* Required task
From the rows below, write out word for word each line beginning with the line that contains "Where can the gold" and continuing through the line that contains "column 269, row 234", including both of those lines.

* Supplied material
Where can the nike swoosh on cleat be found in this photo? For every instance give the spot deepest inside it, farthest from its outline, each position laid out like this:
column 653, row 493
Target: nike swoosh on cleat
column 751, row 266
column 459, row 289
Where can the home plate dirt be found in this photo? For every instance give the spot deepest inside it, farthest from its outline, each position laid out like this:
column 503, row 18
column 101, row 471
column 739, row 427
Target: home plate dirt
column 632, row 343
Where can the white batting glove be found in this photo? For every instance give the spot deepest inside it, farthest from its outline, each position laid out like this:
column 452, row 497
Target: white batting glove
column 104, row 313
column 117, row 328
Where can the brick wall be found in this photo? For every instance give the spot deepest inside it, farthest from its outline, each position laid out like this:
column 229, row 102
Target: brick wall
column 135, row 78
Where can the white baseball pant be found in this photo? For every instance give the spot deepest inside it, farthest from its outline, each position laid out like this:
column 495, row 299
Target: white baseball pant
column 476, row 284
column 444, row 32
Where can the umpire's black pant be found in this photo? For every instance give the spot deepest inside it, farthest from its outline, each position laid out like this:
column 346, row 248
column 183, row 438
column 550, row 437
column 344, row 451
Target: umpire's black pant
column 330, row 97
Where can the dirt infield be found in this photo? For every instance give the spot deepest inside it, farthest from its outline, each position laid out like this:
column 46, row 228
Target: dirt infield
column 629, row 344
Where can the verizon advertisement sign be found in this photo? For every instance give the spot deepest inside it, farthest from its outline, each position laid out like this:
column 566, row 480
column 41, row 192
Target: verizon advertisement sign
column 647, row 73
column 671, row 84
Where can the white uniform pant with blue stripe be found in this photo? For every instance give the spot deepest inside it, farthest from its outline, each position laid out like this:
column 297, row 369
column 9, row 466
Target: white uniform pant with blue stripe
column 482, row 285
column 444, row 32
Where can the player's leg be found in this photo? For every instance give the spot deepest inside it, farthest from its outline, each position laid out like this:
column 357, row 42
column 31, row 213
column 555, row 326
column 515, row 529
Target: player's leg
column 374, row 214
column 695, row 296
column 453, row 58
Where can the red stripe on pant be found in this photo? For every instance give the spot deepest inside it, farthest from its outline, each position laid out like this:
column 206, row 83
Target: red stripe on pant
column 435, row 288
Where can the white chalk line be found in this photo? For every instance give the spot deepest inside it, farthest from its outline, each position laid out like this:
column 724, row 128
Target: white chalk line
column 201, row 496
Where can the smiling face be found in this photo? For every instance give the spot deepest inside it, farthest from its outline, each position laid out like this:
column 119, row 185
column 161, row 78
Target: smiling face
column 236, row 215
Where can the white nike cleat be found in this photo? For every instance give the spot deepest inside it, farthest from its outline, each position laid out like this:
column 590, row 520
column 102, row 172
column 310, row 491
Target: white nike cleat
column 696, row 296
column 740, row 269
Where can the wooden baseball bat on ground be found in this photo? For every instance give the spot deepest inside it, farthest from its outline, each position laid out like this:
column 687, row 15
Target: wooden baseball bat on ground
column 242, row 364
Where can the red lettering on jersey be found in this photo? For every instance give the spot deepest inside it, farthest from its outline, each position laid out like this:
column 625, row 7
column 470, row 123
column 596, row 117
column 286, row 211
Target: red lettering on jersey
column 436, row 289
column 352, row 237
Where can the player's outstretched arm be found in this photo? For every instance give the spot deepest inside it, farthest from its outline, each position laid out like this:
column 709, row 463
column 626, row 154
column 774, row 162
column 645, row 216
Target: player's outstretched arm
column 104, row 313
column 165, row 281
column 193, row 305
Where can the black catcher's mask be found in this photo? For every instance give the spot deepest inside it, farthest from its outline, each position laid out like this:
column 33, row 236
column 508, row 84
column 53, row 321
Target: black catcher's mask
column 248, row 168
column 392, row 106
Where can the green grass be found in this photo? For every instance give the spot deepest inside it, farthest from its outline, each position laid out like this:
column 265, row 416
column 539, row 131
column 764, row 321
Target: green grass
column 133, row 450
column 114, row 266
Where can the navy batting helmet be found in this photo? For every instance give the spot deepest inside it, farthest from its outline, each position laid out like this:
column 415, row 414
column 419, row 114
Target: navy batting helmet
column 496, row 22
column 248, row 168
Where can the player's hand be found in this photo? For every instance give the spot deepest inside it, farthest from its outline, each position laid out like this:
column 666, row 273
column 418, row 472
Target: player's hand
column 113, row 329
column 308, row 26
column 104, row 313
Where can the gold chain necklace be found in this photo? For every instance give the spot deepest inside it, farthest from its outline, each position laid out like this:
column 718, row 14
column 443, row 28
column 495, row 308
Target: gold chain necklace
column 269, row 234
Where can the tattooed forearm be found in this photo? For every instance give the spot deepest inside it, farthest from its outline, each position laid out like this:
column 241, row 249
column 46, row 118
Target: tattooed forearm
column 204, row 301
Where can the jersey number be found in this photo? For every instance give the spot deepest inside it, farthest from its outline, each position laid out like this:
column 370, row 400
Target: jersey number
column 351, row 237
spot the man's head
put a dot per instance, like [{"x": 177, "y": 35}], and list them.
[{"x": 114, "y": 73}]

==

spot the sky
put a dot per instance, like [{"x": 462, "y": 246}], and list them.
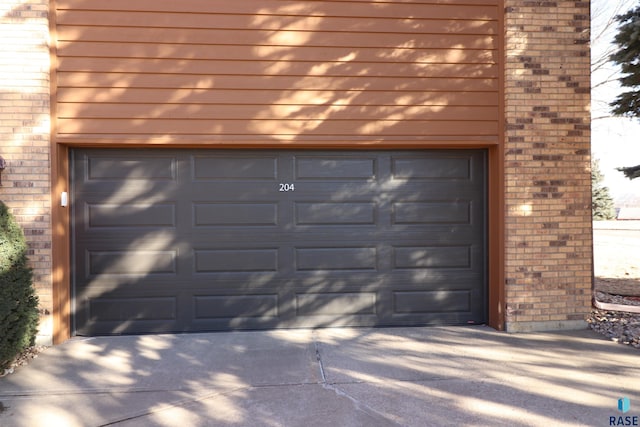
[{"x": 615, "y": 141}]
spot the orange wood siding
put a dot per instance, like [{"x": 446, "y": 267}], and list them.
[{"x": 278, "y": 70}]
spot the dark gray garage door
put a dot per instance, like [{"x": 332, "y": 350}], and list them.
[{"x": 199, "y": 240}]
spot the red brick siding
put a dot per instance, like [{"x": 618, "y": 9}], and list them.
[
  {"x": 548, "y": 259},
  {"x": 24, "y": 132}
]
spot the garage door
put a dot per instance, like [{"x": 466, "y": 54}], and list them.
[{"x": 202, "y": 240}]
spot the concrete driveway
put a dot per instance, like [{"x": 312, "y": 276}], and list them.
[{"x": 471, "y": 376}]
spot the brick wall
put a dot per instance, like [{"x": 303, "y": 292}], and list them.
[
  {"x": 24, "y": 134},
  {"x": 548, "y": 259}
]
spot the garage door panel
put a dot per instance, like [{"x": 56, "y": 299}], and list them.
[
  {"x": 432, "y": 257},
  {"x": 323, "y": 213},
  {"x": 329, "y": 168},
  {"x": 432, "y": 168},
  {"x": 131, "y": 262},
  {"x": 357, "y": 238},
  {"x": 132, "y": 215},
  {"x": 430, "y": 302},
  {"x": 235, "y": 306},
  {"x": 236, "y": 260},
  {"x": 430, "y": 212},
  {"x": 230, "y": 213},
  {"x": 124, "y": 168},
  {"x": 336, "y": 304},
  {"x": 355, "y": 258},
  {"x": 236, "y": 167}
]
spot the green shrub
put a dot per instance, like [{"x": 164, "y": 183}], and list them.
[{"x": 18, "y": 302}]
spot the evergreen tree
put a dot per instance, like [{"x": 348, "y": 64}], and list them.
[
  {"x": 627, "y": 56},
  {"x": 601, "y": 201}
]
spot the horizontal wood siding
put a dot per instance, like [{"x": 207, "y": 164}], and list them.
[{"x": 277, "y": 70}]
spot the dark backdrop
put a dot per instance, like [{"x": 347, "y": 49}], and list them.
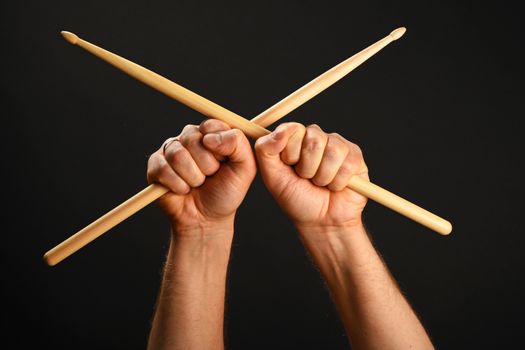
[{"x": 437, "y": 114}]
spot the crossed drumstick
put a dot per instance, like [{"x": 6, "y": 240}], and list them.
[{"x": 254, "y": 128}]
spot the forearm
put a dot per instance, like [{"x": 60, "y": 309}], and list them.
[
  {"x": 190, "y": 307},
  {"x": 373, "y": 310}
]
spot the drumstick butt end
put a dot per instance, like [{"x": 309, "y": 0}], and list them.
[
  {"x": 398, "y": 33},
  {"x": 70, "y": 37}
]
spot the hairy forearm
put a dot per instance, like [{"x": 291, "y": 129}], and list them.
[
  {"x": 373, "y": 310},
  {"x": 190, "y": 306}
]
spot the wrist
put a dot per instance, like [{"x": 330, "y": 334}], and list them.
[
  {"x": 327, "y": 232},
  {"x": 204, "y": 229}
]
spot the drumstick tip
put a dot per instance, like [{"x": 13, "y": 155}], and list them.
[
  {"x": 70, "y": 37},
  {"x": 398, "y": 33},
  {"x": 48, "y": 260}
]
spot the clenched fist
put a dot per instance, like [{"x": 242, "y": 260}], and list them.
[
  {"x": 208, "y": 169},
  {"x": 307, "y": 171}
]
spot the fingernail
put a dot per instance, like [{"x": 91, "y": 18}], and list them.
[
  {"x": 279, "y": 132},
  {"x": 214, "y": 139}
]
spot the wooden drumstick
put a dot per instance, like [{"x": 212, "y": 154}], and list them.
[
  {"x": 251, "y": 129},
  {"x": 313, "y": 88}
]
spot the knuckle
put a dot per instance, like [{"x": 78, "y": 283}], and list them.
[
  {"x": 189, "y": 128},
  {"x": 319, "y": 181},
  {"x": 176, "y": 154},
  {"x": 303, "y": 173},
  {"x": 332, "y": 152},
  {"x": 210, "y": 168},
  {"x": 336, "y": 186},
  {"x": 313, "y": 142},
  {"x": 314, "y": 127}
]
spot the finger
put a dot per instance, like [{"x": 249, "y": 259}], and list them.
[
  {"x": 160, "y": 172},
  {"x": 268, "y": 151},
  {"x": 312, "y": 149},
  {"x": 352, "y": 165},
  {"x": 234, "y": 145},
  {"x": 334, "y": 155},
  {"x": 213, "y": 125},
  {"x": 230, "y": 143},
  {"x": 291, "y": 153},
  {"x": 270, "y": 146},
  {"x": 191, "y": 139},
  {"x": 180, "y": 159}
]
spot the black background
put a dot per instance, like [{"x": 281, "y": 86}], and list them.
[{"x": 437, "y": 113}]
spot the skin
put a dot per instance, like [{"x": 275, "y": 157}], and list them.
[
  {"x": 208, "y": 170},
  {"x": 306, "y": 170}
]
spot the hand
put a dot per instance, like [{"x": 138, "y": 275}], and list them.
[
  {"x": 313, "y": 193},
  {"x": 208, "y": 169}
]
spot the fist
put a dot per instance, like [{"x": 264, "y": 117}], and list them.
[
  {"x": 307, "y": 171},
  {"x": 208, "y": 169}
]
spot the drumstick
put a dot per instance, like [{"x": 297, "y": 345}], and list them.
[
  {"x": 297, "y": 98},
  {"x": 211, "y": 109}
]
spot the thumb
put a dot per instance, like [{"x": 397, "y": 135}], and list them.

* * *

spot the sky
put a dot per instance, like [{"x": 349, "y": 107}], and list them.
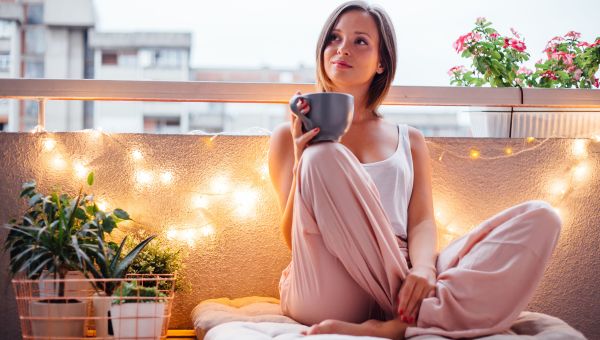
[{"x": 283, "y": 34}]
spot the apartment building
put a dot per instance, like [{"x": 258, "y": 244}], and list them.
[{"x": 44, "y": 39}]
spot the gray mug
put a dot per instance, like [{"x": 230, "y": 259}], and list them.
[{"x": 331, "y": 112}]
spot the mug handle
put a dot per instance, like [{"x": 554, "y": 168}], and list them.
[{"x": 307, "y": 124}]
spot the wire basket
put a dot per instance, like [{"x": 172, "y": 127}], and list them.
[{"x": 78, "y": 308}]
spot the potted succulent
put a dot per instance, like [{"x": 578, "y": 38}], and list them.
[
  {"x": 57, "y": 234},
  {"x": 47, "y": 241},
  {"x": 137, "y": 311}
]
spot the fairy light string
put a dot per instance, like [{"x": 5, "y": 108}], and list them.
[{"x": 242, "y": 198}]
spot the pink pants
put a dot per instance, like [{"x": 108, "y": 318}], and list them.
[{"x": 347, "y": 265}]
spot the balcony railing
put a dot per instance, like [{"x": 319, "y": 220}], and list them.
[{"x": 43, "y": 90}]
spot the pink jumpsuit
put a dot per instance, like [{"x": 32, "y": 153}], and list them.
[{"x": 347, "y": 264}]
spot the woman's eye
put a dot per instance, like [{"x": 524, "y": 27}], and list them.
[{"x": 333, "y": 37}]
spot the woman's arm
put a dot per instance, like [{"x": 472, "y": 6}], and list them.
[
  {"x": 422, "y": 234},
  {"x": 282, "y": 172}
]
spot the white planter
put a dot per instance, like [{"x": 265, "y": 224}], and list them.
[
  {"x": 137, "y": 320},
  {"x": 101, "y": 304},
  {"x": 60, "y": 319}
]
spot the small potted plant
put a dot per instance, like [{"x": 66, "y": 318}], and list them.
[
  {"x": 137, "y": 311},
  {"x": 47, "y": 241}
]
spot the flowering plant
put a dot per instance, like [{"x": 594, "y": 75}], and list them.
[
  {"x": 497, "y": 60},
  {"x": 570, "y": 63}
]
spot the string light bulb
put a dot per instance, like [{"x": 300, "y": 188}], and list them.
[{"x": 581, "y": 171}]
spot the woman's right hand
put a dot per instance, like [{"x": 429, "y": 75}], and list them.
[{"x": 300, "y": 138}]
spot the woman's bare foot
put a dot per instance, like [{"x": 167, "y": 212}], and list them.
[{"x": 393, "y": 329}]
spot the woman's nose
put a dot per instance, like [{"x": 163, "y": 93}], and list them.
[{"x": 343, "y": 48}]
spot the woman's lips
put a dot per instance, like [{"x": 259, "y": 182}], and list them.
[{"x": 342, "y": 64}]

* Response for this exercise
Where can the gold chain necklace be found in this photo? For every instance give the spot deepest inside it, farthest from its outline, each position laid out like this:
column 718, row 14
column 443, row 28
column 495, row 308
Target: gold chain necklace
column 269, row 234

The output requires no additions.